• [EXERCISE OBJECTIVE] Extract every line of the data that contains the string "wispy", matching case exactly.

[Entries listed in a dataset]
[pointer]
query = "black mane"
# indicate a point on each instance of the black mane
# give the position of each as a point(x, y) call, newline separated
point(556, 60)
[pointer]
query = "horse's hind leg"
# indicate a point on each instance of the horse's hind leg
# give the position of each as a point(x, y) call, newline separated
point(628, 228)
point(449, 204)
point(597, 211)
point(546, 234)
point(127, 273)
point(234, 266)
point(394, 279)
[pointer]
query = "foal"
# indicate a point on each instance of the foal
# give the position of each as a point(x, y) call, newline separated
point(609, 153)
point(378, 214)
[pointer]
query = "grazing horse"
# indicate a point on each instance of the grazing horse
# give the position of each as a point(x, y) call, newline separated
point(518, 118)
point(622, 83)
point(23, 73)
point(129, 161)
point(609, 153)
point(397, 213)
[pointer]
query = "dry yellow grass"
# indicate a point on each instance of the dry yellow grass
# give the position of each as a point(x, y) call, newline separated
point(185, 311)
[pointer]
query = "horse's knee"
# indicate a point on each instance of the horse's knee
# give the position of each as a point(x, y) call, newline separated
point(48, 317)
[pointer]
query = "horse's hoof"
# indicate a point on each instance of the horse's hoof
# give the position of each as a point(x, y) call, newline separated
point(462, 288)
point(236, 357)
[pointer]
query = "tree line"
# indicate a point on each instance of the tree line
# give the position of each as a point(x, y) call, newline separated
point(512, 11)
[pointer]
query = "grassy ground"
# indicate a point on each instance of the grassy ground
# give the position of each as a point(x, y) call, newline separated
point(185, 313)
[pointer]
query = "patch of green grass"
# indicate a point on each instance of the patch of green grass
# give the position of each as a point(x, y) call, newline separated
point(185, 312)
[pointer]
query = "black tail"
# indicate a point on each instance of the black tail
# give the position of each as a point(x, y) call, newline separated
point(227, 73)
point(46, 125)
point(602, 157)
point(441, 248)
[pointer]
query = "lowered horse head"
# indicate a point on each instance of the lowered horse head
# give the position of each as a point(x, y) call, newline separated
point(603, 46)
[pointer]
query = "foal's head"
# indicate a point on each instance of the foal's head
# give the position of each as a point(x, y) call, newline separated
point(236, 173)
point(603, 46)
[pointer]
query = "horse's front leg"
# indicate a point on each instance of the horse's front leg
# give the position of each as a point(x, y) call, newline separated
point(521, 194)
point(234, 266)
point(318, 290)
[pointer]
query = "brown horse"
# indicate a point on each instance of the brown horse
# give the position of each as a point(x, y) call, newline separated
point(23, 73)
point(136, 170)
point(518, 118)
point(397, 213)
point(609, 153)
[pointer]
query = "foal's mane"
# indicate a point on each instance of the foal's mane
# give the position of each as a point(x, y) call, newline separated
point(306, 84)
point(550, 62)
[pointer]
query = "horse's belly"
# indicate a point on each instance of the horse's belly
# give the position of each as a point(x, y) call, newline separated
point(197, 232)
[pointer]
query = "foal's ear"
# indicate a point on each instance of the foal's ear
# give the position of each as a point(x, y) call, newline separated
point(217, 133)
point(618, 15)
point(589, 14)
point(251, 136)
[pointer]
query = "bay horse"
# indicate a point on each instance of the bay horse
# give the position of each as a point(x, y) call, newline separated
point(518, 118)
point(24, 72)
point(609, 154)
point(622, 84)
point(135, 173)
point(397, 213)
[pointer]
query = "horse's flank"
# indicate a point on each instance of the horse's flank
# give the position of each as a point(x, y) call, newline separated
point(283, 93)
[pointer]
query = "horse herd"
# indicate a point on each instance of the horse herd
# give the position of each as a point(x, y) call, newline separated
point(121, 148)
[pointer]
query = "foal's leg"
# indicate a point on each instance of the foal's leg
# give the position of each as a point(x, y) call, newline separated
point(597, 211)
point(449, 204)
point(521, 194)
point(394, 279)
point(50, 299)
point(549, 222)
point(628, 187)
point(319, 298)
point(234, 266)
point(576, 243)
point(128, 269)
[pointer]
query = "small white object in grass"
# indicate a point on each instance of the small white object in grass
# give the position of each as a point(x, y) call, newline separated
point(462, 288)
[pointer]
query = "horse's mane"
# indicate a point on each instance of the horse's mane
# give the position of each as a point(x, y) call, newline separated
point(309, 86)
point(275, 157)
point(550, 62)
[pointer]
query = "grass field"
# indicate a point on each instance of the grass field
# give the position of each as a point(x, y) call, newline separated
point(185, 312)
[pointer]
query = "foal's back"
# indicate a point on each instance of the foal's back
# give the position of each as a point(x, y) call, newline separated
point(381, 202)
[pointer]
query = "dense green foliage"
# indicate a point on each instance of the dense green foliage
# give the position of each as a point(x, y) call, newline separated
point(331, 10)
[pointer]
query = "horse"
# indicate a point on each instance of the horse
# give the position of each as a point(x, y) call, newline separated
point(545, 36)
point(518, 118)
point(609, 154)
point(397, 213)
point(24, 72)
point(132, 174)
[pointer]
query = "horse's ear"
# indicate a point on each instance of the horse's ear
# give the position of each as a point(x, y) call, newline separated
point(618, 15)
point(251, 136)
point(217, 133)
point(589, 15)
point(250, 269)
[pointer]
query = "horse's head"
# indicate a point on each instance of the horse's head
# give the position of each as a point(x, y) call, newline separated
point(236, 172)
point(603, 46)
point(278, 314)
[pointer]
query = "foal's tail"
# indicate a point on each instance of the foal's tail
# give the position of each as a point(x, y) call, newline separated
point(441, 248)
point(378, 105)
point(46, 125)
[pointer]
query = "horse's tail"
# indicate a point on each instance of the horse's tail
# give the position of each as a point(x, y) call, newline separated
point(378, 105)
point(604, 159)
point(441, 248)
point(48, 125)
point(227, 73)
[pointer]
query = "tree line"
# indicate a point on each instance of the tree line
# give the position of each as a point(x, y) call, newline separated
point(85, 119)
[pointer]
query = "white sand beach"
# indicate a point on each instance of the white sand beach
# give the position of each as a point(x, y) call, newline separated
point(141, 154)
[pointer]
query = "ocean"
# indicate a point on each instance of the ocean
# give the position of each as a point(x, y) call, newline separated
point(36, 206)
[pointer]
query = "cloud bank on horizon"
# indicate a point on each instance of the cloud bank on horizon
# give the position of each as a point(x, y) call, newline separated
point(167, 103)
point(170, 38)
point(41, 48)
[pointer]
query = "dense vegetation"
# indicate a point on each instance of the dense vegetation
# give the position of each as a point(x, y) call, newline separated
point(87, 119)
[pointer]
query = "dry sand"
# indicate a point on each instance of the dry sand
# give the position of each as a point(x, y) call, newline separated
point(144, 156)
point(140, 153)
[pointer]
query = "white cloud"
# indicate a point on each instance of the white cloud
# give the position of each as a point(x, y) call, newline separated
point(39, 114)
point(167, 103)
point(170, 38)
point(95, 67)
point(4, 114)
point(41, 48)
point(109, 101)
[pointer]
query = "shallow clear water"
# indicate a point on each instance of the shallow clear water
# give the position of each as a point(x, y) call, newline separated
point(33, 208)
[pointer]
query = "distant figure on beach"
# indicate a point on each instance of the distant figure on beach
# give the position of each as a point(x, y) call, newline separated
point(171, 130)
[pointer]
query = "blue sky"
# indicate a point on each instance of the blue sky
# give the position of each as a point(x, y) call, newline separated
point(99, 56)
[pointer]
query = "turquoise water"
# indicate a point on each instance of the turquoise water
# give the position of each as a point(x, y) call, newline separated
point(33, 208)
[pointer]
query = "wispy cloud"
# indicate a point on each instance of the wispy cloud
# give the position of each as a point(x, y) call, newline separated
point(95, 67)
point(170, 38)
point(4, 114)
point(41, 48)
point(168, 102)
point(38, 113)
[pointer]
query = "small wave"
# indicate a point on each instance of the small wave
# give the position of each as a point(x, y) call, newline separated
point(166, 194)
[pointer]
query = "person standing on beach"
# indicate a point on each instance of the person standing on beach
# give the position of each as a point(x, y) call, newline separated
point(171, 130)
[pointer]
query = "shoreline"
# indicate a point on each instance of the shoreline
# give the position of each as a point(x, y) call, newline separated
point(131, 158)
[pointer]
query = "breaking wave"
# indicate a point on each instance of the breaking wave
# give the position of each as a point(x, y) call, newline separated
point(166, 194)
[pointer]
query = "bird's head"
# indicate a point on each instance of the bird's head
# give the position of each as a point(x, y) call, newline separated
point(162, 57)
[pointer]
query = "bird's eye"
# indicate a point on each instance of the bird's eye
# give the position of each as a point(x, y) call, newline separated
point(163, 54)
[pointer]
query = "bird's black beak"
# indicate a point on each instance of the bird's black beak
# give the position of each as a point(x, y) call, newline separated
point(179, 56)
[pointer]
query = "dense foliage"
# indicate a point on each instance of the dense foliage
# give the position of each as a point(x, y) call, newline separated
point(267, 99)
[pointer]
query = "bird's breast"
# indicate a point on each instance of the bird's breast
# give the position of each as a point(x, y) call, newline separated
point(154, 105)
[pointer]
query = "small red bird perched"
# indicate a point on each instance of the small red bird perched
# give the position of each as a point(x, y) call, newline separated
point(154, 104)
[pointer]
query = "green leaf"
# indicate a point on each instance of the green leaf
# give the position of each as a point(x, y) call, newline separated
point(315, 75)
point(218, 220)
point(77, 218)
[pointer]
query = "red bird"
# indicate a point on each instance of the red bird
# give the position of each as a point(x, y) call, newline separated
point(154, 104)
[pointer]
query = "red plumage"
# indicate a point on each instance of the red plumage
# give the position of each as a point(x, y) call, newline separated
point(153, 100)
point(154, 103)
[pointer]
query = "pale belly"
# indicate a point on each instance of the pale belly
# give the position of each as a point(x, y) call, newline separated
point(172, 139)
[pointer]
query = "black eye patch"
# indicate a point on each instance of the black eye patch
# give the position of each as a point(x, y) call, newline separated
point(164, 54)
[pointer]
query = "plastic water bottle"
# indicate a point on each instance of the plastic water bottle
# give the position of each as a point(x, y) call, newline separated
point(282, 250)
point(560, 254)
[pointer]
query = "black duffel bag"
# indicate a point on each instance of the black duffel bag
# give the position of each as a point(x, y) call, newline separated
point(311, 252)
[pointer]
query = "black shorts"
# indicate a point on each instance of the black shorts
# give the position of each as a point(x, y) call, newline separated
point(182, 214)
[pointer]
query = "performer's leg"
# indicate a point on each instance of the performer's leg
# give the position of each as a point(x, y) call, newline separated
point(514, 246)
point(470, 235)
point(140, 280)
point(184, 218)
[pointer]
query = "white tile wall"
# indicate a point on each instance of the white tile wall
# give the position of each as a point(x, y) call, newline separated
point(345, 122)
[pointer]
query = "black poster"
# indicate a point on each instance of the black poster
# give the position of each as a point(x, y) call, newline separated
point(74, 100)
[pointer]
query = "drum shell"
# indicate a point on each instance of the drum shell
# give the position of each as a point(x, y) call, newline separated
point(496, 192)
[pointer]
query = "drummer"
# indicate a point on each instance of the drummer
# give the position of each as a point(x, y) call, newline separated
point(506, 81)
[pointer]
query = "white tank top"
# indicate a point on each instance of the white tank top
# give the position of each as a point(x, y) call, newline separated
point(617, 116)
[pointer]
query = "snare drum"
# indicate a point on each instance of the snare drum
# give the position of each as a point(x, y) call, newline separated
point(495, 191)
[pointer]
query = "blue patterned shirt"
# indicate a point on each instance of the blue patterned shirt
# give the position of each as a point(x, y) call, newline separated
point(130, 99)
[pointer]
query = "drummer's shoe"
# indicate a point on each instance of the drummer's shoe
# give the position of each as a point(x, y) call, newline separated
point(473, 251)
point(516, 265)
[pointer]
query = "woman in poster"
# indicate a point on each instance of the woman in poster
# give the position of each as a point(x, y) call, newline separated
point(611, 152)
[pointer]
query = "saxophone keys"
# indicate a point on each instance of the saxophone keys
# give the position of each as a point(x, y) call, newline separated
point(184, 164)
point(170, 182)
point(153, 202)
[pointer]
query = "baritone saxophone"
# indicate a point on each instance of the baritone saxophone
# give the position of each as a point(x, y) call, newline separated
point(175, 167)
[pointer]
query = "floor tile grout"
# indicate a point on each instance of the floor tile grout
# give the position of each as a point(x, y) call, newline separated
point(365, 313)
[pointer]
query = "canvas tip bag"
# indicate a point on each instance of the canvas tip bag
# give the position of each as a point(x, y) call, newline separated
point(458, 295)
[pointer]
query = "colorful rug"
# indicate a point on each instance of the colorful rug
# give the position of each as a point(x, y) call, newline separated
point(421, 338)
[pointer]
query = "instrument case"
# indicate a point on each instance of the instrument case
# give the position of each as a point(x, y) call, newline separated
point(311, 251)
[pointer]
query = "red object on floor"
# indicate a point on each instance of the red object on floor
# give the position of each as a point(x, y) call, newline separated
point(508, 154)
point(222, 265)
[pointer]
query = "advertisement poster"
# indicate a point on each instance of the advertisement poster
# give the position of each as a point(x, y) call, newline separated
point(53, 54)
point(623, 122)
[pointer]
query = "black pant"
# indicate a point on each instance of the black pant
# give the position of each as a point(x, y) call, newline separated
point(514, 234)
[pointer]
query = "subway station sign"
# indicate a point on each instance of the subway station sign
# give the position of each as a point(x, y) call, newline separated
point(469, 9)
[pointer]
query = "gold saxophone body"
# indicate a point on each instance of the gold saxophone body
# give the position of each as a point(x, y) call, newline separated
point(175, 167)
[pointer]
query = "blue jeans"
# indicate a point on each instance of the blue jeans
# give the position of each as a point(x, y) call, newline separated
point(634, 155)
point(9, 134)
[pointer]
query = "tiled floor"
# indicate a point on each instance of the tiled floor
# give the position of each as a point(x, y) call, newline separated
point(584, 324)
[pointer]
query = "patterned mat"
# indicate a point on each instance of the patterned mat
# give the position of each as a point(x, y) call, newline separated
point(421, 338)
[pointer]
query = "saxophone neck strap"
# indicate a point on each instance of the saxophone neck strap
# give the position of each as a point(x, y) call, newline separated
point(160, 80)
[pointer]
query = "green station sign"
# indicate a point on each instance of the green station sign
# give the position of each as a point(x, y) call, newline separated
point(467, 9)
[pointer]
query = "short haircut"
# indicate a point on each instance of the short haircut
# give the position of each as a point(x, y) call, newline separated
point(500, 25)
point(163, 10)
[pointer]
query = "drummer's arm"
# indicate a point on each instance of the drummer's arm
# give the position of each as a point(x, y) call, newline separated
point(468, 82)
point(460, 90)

• [COMPLETE RESPONSE]
query = "wispy cloud"
# indicate a point on each instance of the wispy cloud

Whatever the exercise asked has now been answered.